Go through the records below line by line, counting those that contain the word "largest"; answer with the count only.

##### Exercise data #####

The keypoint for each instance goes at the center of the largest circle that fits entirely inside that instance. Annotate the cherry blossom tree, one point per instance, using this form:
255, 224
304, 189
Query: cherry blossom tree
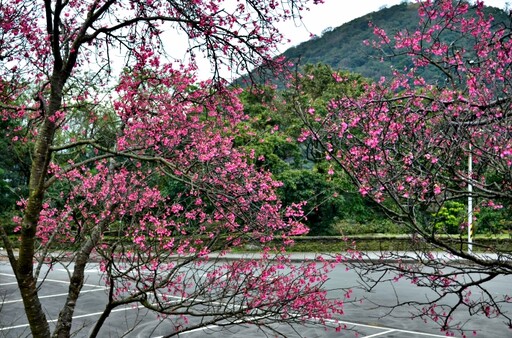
408, 143
138, 169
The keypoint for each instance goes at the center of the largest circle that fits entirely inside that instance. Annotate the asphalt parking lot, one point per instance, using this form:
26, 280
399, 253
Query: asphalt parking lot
133, 321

#####

__Your response__: 2